Trecho da entrevista:
Não lidamos apenas com problemas dos outros, porque todos nós, em algum momento, podemos ter alguma limitação

A senhora participou da elaboração da portaria de 2002 do Ministério da Saúde, que instituiu a Política Nacional de Saúde da Pessoa Portadora de Deficiência. Como foi esse processo?
No início da década de 1990, havia uma luta grande para definir a Política Nacional de Saúde da Pessoa com Deficiência. Como eu dirigia o centro de reabilitação do HC, a partir de 1995 participei das reuniões de elaboração da tabela de procedimentos do SUS [Sistema Único de Saúde]. Até essa época, só se conseguia cadeira de rodas por doação. O Ministério da Saúde criou um grupo de trabalho em 1996 e aprovou a primeira lista de procedimentos de órtese e prótese e meios auxiliares de locomoção em 1999. Íamos ao ministério a Arlete Salimeni, como assistente social, a Vera Lúcia Rodrigues Alves, como psicóloga, e eu, como médica, todas voluntariamente, para discutir os modelos de atendimento com os técnicos da área. Com o então ministro Serra consolidou-se a Política Nacional de Saúde da Pessoa Portadora de Deficiência. Quando o documento chegou ao Conselho Nacional de Saúde, pensávamos que seria difícil, mas estava lá a [pediatra] Zilda Arns [1934-2010], que nos apoiou integralmente. A Política Nacional foi assinada em 2002, depois de quatro anos de tramitação.

Segundo o Censo de 2010, 25% da população brasileira, o que daria hoje cerca de 52 milhões de pessoas, tem algum tipo de deficiência. Como avalia o amparo e o tratamento que recebem?
Estamos no meio do caminho. O Brasil oferece um suporte ajustado, não vou dizer 100% adequado, nas questões educacionais. Tanto o município quanto o estado de São Paulo são bons exemplos de como a educação pode ser realmente inclusiva. Os professores, em geral, estão preparados para receber alunos com deficiência. A saúde está cada vez mais acolhedora para essas pessoas, entendendo a dimensão dos direitos de todos. Tivemos um grande ganho com o acesso à cultura, que é sempre uma experiência emocionante. Na Inglaterra a inclusão se materializa na vida da família e das pessoas com uma facilidade impressionante. Quando estamos juntos na escola, no parque, no cinema, no hospital e em outros espaços, aprendemos o valor da inclusão de forma natural. Quando separamos pessoas e projetos, perdemos de vista o cerne da inclusão e é possível que alguns direitos também sejam perdidos.

O preconceito contra as pessoas com deficiência está aumentando ou diminuindo?
O preconceito aumenta toda vez que você coloca uma pessoa em situação de vulnerabilidade lutando pelos direitos de inclusão plena. O preconceito também é uma reação ao movimento de “eu quero participar”. Como se faz no Facebook? Tira o indivíduo indesejado e fica conversando com os iguais. Não tenho Facebook, mas escuto os netos e recomendo a eles ouvir o contraditório. Não podemos criar uma sociedade em que se olha apenas no espelho.

Como aceitar quem é diferente?

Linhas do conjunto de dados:
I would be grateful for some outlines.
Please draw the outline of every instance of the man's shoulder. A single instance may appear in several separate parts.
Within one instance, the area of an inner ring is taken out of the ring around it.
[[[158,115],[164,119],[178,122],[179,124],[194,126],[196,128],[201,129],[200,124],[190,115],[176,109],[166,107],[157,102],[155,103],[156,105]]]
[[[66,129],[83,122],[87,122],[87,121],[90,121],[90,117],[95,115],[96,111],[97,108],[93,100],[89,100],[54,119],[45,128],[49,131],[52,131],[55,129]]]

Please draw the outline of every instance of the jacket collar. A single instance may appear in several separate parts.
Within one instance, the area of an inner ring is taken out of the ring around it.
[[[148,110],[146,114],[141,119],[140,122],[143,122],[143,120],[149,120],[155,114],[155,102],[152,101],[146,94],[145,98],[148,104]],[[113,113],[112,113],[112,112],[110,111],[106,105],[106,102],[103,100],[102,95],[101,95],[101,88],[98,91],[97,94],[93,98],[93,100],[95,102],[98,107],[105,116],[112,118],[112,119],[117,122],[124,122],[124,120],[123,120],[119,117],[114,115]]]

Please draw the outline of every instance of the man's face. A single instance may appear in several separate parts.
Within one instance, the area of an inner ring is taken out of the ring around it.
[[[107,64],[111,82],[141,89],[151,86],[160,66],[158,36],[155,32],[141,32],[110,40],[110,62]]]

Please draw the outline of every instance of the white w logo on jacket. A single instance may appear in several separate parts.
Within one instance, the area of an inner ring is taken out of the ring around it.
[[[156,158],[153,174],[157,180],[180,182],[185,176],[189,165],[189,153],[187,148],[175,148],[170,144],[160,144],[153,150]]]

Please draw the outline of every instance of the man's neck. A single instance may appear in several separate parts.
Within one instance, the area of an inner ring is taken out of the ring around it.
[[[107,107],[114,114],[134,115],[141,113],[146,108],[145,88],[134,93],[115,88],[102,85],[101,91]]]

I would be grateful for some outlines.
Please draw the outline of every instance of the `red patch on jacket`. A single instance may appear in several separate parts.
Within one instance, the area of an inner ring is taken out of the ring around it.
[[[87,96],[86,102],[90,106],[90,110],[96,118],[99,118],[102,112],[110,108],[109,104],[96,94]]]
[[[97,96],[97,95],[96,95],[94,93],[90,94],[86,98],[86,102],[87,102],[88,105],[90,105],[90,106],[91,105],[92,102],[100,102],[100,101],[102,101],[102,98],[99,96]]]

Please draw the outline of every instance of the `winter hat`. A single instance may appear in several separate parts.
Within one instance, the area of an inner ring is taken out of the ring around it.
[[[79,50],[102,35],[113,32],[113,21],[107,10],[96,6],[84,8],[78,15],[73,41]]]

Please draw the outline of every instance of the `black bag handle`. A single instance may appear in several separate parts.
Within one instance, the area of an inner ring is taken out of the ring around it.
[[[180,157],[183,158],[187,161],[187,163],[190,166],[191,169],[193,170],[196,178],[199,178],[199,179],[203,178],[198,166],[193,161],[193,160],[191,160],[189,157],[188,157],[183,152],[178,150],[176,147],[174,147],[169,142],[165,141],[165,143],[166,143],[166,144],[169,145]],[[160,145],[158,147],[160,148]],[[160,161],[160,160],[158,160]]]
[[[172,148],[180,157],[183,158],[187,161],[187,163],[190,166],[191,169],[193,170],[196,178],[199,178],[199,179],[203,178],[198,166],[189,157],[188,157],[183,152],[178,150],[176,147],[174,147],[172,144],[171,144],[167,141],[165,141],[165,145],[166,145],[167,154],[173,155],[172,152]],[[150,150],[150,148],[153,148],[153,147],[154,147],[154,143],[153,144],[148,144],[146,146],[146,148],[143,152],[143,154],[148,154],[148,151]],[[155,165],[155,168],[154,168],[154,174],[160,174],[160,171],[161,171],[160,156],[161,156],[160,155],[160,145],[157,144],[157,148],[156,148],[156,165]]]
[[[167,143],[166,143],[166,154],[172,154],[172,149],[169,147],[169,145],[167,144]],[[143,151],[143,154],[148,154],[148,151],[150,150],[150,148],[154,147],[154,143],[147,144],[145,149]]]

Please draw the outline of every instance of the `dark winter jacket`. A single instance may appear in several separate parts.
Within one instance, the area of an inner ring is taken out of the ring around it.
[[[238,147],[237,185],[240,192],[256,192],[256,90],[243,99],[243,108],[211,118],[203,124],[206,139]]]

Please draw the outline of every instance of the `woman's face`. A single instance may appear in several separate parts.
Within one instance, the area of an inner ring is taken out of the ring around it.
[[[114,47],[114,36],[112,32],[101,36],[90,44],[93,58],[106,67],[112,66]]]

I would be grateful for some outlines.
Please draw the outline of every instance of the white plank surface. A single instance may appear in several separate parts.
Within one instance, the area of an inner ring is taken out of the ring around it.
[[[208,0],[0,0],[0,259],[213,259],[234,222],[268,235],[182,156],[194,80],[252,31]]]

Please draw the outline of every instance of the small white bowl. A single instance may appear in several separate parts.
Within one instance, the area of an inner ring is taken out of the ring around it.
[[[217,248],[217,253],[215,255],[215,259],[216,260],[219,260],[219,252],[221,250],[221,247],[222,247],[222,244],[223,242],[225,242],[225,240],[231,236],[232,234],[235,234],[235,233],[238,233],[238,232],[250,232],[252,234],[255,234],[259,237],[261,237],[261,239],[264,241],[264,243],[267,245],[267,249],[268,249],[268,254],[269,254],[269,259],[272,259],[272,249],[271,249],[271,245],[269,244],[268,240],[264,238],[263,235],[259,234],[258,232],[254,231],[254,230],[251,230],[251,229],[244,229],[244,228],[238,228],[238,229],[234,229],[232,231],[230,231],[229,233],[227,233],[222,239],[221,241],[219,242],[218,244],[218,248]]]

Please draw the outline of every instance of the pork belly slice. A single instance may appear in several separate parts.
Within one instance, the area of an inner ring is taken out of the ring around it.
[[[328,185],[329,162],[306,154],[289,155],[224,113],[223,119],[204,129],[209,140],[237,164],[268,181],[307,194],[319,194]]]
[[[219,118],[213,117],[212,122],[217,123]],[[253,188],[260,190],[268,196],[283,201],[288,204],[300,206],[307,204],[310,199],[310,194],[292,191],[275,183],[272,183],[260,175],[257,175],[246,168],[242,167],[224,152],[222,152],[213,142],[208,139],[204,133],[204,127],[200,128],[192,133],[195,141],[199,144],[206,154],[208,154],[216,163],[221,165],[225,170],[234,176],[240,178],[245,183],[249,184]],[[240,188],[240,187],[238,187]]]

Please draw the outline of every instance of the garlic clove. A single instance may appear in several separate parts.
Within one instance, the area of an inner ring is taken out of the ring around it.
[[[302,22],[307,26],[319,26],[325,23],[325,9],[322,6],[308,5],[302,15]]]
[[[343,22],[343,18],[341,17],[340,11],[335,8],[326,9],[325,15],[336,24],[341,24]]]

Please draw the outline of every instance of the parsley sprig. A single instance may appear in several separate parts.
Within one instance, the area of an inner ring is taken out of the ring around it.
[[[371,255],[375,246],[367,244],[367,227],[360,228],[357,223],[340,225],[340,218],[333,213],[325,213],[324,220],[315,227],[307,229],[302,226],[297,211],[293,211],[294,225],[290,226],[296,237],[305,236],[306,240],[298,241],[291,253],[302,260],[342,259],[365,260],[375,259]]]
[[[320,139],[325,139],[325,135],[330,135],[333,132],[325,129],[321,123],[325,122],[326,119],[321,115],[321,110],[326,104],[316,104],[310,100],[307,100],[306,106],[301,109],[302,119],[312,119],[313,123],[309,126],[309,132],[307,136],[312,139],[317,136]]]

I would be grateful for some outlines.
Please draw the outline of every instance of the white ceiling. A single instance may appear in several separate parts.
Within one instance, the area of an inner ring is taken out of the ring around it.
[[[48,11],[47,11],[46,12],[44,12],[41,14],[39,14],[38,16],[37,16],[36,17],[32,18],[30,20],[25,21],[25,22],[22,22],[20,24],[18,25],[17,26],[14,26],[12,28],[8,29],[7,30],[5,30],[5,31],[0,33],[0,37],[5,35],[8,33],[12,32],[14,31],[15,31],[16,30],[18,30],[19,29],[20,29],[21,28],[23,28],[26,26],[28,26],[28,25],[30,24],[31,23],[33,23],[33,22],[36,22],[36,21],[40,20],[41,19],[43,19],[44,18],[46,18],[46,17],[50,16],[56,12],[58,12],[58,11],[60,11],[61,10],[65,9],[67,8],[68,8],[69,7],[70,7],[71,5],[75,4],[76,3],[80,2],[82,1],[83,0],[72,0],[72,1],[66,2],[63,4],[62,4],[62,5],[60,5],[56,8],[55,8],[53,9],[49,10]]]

Detalhes da tarefa: Segundo a entrevista, em que ano o Ministério da Saúde aprovou a primeira lista de procedimentos de órtese e prótese e meios auxiliares de locomoção? As linhas não têm nenhum papel nesta tarefa.

Resposta ao exercício: Em 1999.